- [Job]: Rewrite all the rows below as a JSON list of strings, one string per line, with blank lines left out.

- [Given data]:
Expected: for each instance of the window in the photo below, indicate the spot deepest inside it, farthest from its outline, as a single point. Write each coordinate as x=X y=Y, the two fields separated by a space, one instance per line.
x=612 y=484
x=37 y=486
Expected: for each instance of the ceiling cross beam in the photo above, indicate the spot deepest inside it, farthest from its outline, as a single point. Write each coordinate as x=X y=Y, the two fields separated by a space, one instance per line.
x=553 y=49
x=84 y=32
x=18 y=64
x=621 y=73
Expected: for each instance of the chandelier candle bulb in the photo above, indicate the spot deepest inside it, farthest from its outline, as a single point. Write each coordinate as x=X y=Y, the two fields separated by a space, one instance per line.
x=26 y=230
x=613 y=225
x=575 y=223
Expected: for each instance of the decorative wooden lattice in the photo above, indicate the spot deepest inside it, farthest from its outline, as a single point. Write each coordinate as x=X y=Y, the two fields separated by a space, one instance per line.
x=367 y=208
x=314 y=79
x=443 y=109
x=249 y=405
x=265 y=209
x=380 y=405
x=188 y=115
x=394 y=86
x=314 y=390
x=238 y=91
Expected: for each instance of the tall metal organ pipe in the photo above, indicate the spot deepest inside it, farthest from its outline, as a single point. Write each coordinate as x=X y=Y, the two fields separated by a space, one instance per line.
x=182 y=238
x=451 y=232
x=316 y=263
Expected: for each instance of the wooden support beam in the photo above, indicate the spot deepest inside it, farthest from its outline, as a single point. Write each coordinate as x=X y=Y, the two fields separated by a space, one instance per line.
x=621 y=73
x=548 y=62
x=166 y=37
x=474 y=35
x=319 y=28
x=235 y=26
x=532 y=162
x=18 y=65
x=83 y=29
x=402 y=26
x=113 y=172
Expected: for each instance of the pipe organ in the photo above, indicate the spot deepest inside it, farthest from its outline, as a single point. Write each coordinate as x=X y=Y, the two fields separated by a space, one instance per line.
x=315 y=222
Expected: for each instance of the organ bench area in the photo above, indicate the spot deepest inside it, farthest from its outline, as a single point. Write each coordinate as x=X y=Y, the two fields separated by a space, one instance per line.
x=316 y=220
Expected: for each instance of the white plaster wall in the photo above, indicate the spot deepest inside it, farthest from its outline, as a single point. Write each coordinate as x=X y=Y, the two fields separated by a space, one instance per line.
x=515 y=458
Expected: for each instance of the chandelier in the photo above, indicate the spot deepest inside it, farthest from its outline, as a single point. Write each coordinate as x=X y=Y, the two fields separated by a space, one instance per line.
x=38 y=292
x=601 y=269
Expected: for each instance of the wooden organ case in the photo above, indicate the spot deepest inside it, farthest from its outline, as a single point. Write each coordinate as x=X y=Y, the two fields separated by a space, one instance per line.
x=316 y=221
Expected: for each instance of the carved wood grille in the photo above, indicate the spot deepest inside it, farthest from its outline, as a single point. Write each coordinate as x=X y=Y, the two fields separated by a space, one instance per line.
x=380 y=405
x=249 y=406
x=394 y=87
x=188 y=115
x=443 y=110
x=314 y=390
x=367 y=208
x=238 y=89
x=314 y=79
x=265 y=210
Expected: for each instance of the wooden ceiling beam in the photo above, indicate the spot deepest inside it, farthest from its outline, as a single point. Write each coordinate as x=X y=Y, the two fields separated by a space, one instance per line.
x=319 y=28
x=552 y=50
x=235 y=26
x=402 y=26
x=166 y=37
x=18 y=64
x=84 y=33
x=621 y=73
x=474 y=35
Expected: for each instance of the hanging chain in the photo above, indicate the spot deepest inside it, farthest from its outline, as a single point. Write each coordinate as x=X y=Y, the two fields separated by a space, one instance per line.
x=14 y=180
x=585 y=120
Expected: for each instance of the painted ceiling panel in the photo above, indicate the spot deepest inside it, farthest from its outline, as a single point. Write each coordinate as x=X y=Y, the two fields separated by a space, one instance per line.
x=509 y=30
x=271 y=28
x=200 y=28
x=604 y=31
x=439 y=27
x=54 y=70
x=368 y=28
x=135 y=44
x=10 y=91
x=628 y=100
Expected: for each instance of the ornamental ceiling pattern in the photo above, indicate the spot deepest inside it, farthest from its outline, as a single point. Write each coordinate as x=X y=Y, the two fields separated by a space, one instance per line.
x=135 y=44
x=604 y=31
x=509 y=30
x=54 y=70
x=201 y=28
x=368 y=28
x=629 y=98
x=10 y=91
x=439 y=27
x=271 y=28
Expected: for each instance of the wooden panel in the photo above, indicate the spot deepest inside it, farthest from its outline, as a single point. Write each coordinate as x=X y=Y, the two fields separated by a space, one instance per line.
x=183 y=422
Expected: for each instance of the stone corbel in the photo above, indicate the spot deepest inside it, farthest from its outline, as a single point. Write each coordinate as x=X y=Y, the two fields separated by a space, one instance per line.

- [Final result]:
[
  "Expected: for each instance of the window in the photo below, indicate the spot deepest inside it, farthest from its outline, as a single point. Write each coordinate as x=X y=Y, the two fields separated by a space, one instance per line.",
  "x=612 y=484",
  "x=37 y=486",
  "Expected: for each instance of the ceiling cross beam in the photo above, indicate the spot deepest inside it, farthest from its outline, as a single point. Write each coordinate as x=X y=Y, the two fields separated by a space, one instance per line.",
  "x=553 y=49",
  "x=84 y=32",
  "x=18 y=64",
  "x=621 y=73",
  "Expected: for each instance of the chandelier candle bulb in the photo above, indicate the spot deepest inside it, farthest from its outline, as a single point. Write each coordinate as x=X y=Y, the two fields separated by a space, one instance per line.",
  "x=26 y=230",
  "x=613 y=225",
  "x=575 y=223",
  "Expected: for each instance of the decorative wooden lattice in the photo above, indicate the spot deepest inside it, farthest from its outline, as a single point. Write each coordinate as x=X y=Y, the two fields separated by a space, one instance per line.",
  "x=367 y=208",
  "x=314 y=79",
  "x=443 y=109",
  "x=249 y=405",
  "x=265 y=209",
  "x=380 y=405",
  "x=188 y=115",
  "x=394 y=86",
  "x=314 y=390",
  "x=238 y=91",
  "Expected: for each instance of the tall metal organ pipe in the photo above, indicate the spot deepest inside it, farthest from its outline, as a single point. Write each coordinate as x=X y=Y, the two fields separated by a space, one instance per line.",
  "x=182 y=238",
  "x=451 y=232",
  "x=316 y=263",
  "Expected: for each instance of the wooden support beam in the photo above, indicate the spot deepest inside it, farthest from its outline, as a single point. Write each coordinate as x=X y=Y, the two fields separated by a space, one instance per line.",
  "x=621 y=73",
  "x=548 y=62",
  "x=166 y=37",
  "x=474 y=35",
  "x=319 y=28",
  "x=235 y=26",
  "x=532 y=162",
  "x=18 y=65",
  "x=83 y=29",
  "x=402 y=26",
  "x=113 y=172",
  "Expected: for each instance of the pipe organ in the photo above, indicate the spot deepest inside it, farthest from its outline, as a single point. Write each coordinate as x=X y=Y, the two fields separated by a space, one instance per line.",
  "x=315 y=222",
  "Expected: for each instance of the organ bench area in the photo above, indicate the spot deepest inside it, farthest from its outline, as a single point. Write each coordinate as x=X y=Y, the two fields separated by a space, one instance per line.",
  "x=316 y=220",
  "Expected: for each instance of the white plaster wall in the photo above, indicate the spot deepest inside it, farthest from its outline, as a single point. Write each coordinate as x=X y=Y, the two fields separated by a space, one instance per line.",
  "x=515 y=458",
  "Expected: for each instance of the chandelier in the photo above, indicate the spot deepest inside it, farthest from its outline, as a single point. Write each coordinate as x=X y=Y, the two fields separated by a space, one instance per line.",
  "x=38 y=292",
  "x=601 y=269",
  "Expected: for each instance of the wooden organ case in the photo above, indicate the spot deepest inside it, farthest from its outline, as a single point. Write each coordinate as x=X y=Y, the two fields separated by a space, one instance per line.",
  "x=316 y=221",
  "Expected: for each instance of the carved wood grille in the photo above, indicate the spot deepest inside it, farthest from its outline, as a single point. Write each coordinate as x=X y=Y, the two fields separated by a space, one instance per line.",
  "x=380 y=405",
  "x=249 y=406",
  "x=394 y=87",
  "x=188 y=115",
  "x=443 y=110",
  "x=314 y=390",
  "x=367 y=208",
  "x=238 y=89",
  "x=314 y=79",
  "x=265 y=210",
  "Expected: for each instance of the wooden ceiling beam in the photo above, indicate the spot deepest inside it, farthest from its outline, as a single point. Write each coordinate as x=X y=Y, the two fields separated by a space, one instance per line.",
  "x=319 y=28",
  "x=552 y=50",
  "x=235 y=26",
  "x=402 y=26",
  "x=166 y=37",
  "x=18 y=64",
  "x=84 y=33",
  "x=621 y=73",
  "x=474 y=35",
  "Expected: for each instance of the hanging chain in the photo above, indicate the spot deepest inside it, farthest from its outline, as a single point. Write each coordinate as x=X y=Y, the two fields separated by a space, one instance per line.",
  "x=14 y=180",
  "x=585 y=120",
  "Expected: for each instance of the painted ceiling panel in the photo above, indicate the spot deepest inside it, farthest from its outline, as a single point. Write each coordinate as x=X y=Y, the two fields separated by a space, one instance per line.",
  "x=509 y=30",
  "x=271 y=28",
  "x=200 y=28",
  "x=604 y=31",
  "x=439 y=27",
  "x=54 y=70",
  "x=368 y=28",
  "x=135 y=44",
  "x=10 y=91",
  "x=628 y=100",
  "Expected: for each instance of the ornamental ceiling pattern in the photo above, indicate the spot deepest inside it, farthest from its outline, as a single point. Write each coordinate as x=X y=Y, the two fields separated by a space, one instance per line.",
  "x=135 y=44",
  "x=604 y=31",
  "x=509 y=30",
  "x=54 y=70",
  "x=201 y=28",
  "x=368 y=28",
  "x=629 y=98",
  "x=10 y=91",
  "x=439 y=27",
  "x=271 y=28",
  "Expected: for each instance of the wooden panel in the photo above, indicate the spot deepest inside it, farthest from its outline, as a single point. Write each coordinate as x=X y=Y, the two fields separated by a space, one instance per line.",
  "x=183 y=422",
  "Expected: for each instance of the stone corbel in the photo above, indicate the spot deepest inside it, farthest from its outline, as a single point. Write each coordinate as x=X y=Y, the two fields separated by a space, one instance per line."
]